Operation Bring Back Magic || Children of Blood and Bone Review

Initial Thoughts: 


This is fantasy at its finest. Actually, the last bit in the book reminded me of Lady Knight by Tamora Pierce because both books clearly touched upon real-world issues and influences and put these issues in mothereffing FANTASY and it was. SO. GOOD.

Needless to say, it’s taken me ages to get from start to finish, but that’s what made the journey a million times worthwhile.


Tomi Adeyemi
Henry Holt Books, March 2018
YA fantasy
Rated: 5 / 5 cookies

They killed my mother.
They took our magic.
They tried to bury us.

Now we rise.

Zélie Adebola remembers when the soil of Orïsha hummed with magic. Burners ignited flames, Tiders beckoned waves, and Zélie’s Reaper mother summoned forth souls.

But everything changed the night magic disappeared. Under the orders of a ruthless king, maji were killed, leaving Zélie without a mother and her people without hope.

Now Zélie has one chance to bring back magic and strike against the monarchy. With the help of a rogue princess, Zélie must outwit and outrun the crown prince, who is hell-bent on eradicating magic for good.

Danger lurks in Orïsha, where snow leoponaires prowl and vengeful spirits wait in the waters. Yet the greatest danger may be Zélie herself as she struggles to control her powers and her growing feelings for an enemy.

Listen. LISTEN. There’s only been a handful of audiobooks I’ve listened to that I then had the need to read a hard copy of, and seriously, that list only amounts to two so far. One was A Darker Shade of Magic by V.E. Schwab, and the other is Children of Blood and Bone. Now, this could very well just mean “oh hey, I really shouldn’t listen to fantasy at all, because knowing me, I’m gonna want a copy of the book anyway,” and yeah, this is very true. There’s a reason I don’t normally listen to fantasy on audio.

But this book. I urge you to listen to it. I urge you to read it. Seriously, from the beginning of the very first page, I had chills as I listened to the audiobook. And then I had chills again when I read the page myself. And then I had chills thinking about both altogether.

I think about the way her corpse hung from that tree.

I think about the king who took her away.

And there’s every reason to squee, because as a reader, I savored the book as slowly as I could, entrenching myself in a world where magic is on the verge of coming back. And as a writer, I had to keep getting snapshots of my favorite lines because holy hell, the words fell so elegantly on the page that I had to admire Adeyemi’s word choice.

→ WHAT YOU NEED TO DO
Quote the book review word for word, everything from "This is fantasy" down to "million times worthwhile.". The listing is separate material with no connection to the review.

→ SUPPLIED MATERIAL

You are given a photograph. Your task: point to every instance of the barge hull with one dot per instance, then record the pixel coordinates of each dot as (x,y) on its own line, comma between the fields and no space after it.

→ PROBLEM SOLUTION
This is fantasy at its finest. Actually, the last bit in the book reminded me of Lady Knight by Tamora Pierce because both books clearly touched upon real-world issues and influences and put these issues in mothereffing FANTASY and it was. SO. GOOD.

Needless to say, it’s taken me ages to get from start to finish, but that’s what made the journey a million times worthwhile.